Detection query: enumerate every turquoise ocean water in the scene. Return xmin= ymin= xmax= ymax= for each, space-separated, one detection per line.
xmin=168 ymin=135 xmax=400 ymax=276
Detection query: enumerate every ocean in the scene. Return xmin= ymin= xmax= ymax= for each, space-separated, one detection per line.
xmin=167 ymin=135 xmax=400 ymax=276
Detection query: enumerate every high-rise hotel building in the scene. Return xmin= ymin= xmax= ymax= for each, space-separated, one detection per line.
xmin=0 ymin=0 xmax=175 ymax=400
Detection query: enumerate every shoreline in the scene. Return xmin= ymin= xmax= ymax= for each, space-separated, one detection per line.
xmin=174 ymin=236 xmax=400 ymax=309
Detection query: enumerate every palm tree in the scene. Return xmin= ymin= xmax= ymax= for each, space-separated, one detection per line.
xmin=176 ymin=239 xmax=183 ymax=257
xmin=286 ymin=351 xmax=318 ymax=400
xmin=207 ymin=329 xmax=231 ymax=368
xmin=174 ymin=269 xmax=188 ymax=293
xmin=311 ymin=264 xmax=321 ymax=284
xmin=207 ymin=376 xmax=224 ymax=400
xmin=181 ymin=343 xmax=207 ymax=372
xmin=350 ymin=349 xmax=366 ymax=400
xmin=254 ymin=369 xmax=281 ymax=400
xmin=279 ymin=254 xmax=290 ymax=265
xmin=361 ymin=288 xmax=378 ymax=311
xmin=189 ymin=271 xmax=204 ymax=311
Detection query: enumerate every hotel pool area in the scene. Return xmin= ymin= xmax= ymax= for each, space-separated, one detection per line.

● ● ● ● ●

Task ▸ Can you lay out every line of the items above as a numbered list, skipping any blank lines?

Result below ▸
1. Detection query: enumerate every turquoise ocean water in the scene. Return xmin= ymin= xmax= ymax= for each, space-separated, one detection per line.
2. xmin=168 ymin=135 xmax=400 ymax=276
3. Detection query: enumerate every ocean in the scene. Return xmin= ymin= xmax= ymax= for each, space-separated, one detection per line.
4. xmin=167 ymin=135 xmax=400 ymax=276
5. Detection query: enumerate every high-rise hotel building in the scene. Return xmin= ymin= xmax= ymax= for each, space-separated, one detection per line.
6. xmin=0 ymin=0 xmax=175 ymax=400
7. Detection query: enumerate every shoreline in the scene. Return xmin= ymin= xmax= ymax= for each, space-separated, one detection per line.
8. xmin=174 ymin=236 xmax=400 ymax=309
9. Detection query: enumerate every palm tree in the scene. Return xmin= ymin= xmax= ymax= for each, space-separated, one detection per line.
10. xmin=176 ymin=239 xmax=183 ymax=257
11. xmin=286 ymin=351 xmax=318 ymax=400
12. xmin=207 ymin=329 xmax=231 ymax=368
13. xmin=174 ymin=269 xmax=188 ymax=293
14. xmin=311 ymin=264 xmax=321 ymax=284
15. xmin=207 ymin=376 xmax=224 ymax=400
16. xmin=181 ymin=343 xmax=207 ymax=372
17. xmin=350 ymin=349 xmax=366 ymax=400
18. xmin=254 ymin=369 xmax=281 ymax=400
19. xmin=279 ymin=254 xmax=290 ymax=265
20. xmin=361 ymin=288 xmax=378 ymax=311
21. xmin=189 ymin=271 xmax=204 ymax=311
22. Detection query: enumerate every hotel pool area in the scene. Return xmin= ymin= xmax= ymax= for each, space-separated, one detection per line.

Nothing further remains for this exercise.